== PROBLEM REQUIREMENTS ==
Locate the line containing "Task: spot one point per instance of the sunlit" in the material below. Copy that line and all following lines through the end exactly, omitting any pictures.

== DATA FOR THIS EXERCISE ==
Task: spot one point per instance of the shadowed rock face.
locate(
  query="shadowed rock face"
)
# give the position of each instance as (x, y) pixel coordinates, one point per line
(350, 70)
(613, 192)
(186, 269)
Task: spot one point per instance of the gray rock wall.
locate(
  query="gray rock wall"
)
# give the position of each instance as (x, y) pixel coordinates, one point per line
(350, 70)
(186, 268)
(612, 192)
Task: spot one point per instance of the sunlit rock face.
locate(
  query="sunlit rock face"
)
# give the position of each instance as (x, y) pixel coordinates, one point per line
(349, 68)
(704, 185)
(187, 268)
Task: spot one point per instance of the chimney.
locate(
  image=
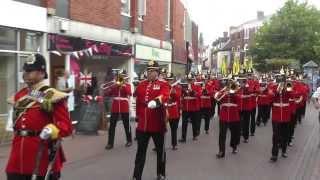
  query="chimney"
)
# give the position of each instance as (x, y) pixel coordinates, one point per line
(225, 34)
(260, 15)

== RESPONSE ==
Task: spot one point per instance of the sunlit rock face.
locate(
  query="sunlit rock face"
)
# give the position of each instance as (x, y) pixel coordinates, one point per line
(349, 68)
(704, 185)
(187, 268)
Task: spot one point per instance of the chimney.
locate(
  image=
  query="chimney"
)
# give the position of each instance as (x, y) pixel coordinates, one point per line
(225, 34)
(260, 15)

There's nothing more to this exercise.